◆ PASSAGE DU TEXTE:
================================

La télévision moyen de culture

A l’occasion de la récente édition du recueil complet de l’œuvre d’André Bazin (1918-1958) par les Éditions Macula, Sabzian publiera dans les prochains mois neuf textes du critique de cinéma français écrits entre 1947 et 1957, en version originale ainsi que traduits en néerlandais et en anglais. Bazin est parfois appelé « l’inventeur de la critique cinématographique ». Des générations entières de critiques et de cinéastes, notamment ceux associés à la Nouvelle Vague, sont redevables à ses écrits sur le cinéma. Bazin n’était pas un critique au sens classique du terme. François Truffaut le voyait plus comme un « écrivain de cinéma », quelqu’un qui essayait de décrire les films plutôt que de les juger. Pour Jean-Luc Godard, Bazin était « un cinéaste qui ne faisait pas des films mais qui faisait du cinéma en en parlant, comme un colporteur ». Dans l’avant-propos de la traduction anglaise de Qu’est-ce que le cinéma  ?  Jean Renoir va encore plus loin en décrivant Bazin comme celui qui aurait « donné le brevet de royauté au cinéma, à l’instar des poètes du passé qui couronnaient leurs rois ». Bazin a commencé à écrire sur le cinéma en 1943 et en 1951, avec Jacques Doniol-Valcroze et Joseph-Marie Lo Duca, il a co-fondé le légendaire magazine de cinéma Cahiers du Cinéma. Il était connu pour son plaidoyer en faveur du réalisme en tant qu’opérateur crucial du cinéma. Le film ouvre une « fenêtre sur le monde », selon Bazin. Ses écrits sont également importants pour le développement de la politique des auteurs. Jusqu’à sa mort, il a été rédacteur en chef des Cahiers

Pierre Dumayet interviewe Georges Perec pour un épisode de Lectures pour tous de 1965

Les services statistiques de la Télévision française repartissent ainsi les émissions hebdomadaires : Sur 44 h 45 par semaine, 11 h 55 aux « informations-magazines », 7 h 30 aux « variétés », 5 h 30 à la retransmission de films commerciaux, 3 heures à « Télé-Paris », 2 h 35 aux émissions sportives, 2 heures aux émissions scolaires, 2 heures aux lyriques, 2 heures aux émissions religieuses (protestantes et catholiques), 1h45 d’émissions pour les jeunes, le jeudi, 1 h 30 d’émissions dramatiques, 1 heure à la musique et 2 h 15 de divers inclassables.

================================

◆ ITEMS FOURNIS:

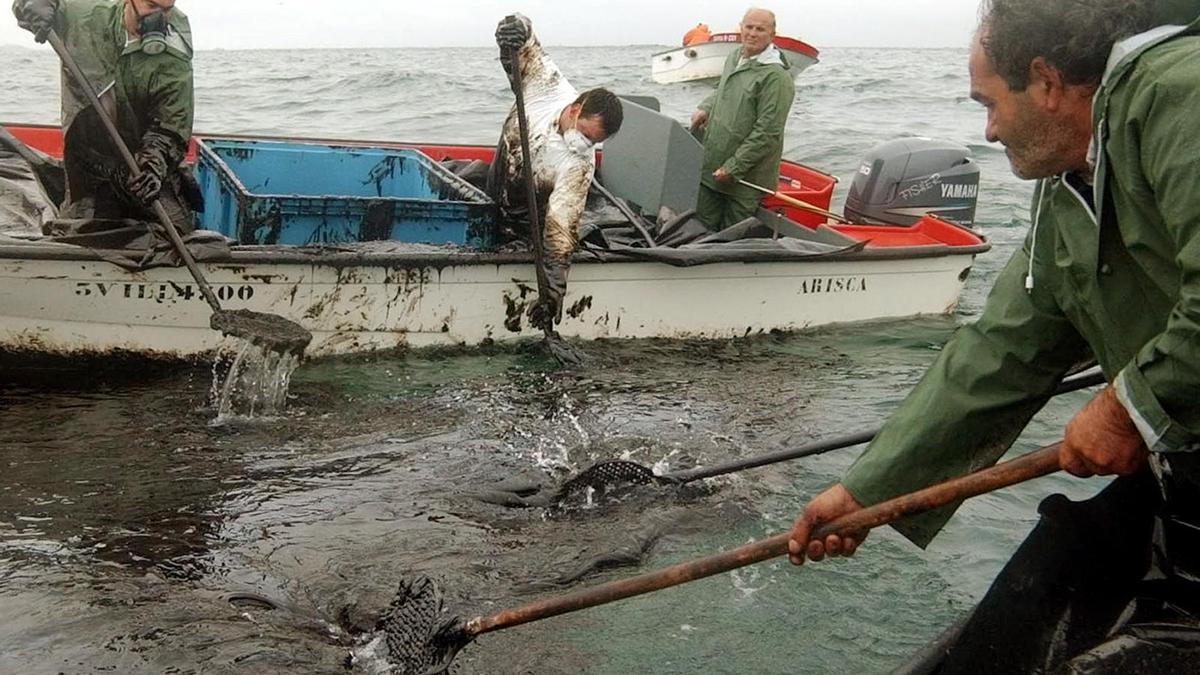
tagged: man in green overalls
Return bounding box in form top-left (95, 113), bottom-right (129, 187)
top-left (12, 0), bottom-right (197, 232)
top-left (691, 8), bottom-right (796, 229)
top-left (790, 0), bottom-right (1200, 662)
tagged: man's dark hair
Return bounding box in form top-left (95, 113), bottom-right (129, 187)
top-left (575, 89), bottom-right (625, 137)
top-left (979, 0), bottom-right (1156, 91)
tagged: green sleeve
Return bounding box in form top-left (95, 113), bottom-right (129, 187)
top-left (140, 53), bottom-right (196, 148)
top-left (842, 241), bottom-right (1088, 546)
top-left (722, 68), bottom-right (796, 178)
top-left (1114, 67), bottom-right (1200, 452)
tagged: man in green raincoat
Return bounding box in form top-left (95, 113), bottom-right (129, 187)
top-left (691, 8), bottom-right (796, 229)
top-left (12, 0), bottom-right (198, 232)
top-left (790, 0), bottom-right (1200, 674)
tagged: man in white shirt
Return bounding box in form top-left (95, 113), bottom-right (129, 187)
top-left (487, 14), bottom-right (624, 329)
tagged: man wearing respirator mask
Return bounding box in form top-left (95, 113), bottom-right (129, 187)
top-left (12, 0), bottom-right (199, 232)
top-left (487, 14), bottom-right (623, 328)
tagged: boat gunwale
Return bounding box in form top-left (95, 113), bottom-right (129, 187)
top-left (0, 240), bottom-right (991, 268)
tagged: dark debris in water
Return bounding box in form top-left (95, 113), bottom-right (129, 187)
top-left (209, 310), bottom-right (312, 354)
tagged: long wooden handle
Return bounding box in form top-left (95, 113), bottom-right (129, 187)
top-left (659, 369), bottom-right (1105, 484)
top-left (738, 179), bottom-right (850, 223)
top-left (464, 443), bottom-right (1060, 638)
top-left (47, 30), bottom-right (221, 312)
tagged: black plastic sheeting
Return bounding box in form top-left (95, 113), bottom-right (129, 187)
top-left (0, 126), bottom-right (61, 234)
top-left (443, 160), bottom-right (865, 267)
top-left (0, 127), bottom-right (233, 270)
top-left (7, 135), bottom-right (865, 269)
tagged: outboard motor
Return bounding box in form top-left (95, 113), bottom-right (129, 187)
top-left (845, 138), bottom-right (979, 227)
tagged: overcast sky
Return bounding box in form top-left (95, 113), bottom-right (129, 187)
top-left (0, 0), bottom-right (979, 49)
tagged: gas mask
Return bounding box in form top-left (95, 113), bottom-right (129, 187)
top-left (138, 10), bottom-right (170, 56)
top-left (563, 127), bottom-right (594, 155)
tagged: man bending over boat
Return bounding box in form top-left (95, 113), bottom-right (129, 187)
top-left (12, 0), bottom-right (193, 232)
top-left (691, 8), bottom-right (796, 229)
top-left (790, 0), bottom-right (1200, 675)
top-left (487, 14), bottom-right (624, 328)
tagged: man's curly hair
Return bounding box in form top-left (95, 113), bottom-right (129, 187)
top-left (979, 0), bottom-right (1156, 91)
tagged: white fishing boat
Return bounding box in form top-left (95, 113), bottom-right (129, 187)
top-left (0, 121), bottom-right (989, 359)
top-left (650, 32), bottom-right (820, 84)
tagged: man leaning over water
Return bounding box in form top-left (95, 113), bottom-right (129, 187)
top-left (790, 0), bottom-right (1200, 674)
top-left (487, 14), bottom-right (624, 328)
top-left (12, 0), bottom-right (193, 232)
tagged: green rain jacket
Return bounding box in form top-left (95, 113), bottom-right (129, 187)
top-left (55, 0), bottom-right (194, 196)
top-left (844, 20), bottom-right (1200, 546)
top-left (700, 49), bottom-right (796, 197)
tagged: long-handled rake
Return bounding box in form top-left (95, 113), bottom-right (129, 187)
top-left (48, 31), bottom-right (312, 354)
top-left (551, 369), bottom-right (1104, 503)
top-left (380, 443), bottom-right (1061, 675)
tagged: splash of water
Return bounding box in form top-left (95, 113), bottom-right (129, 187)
top-left (209, 341), bottom-right (300, 424)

================================

◆ TRAVAIL À FAIRE:
(a) Présentez sous forme de liste le paragraphe du passage du texte qui commence par « Les services statistiques de la Télévision française », en conservant chaque durée.
(b) D'après le passage du texte, en quelle année Bazin a-t-il cofondé les Cahiers du Cinéma ?

◆ RÉSULTATS ATTENDUS:
(a)
Répartition des 44 h 45 d'émissions hebdomadaires de la Télévision française :
- informations-magazines : 11 h 55
- variétés : 7 h 30
- films commerciaux retransmis : 5 h 30
- « Télé-Paris » : 3 heures
- émissions sportives : 2 h 35
- émissions scolaires : 2 heures
- lyriques : 2 heures
- émissions religieuses (protestantes et catholiques) : 2 heures
- émissions pour les jeunes, le jeudi : 1 h 45
- émissions dramatiques : 1 h 30
- musique : 1 heure
- divers inclassables : 2 h 15

(b) En 1951.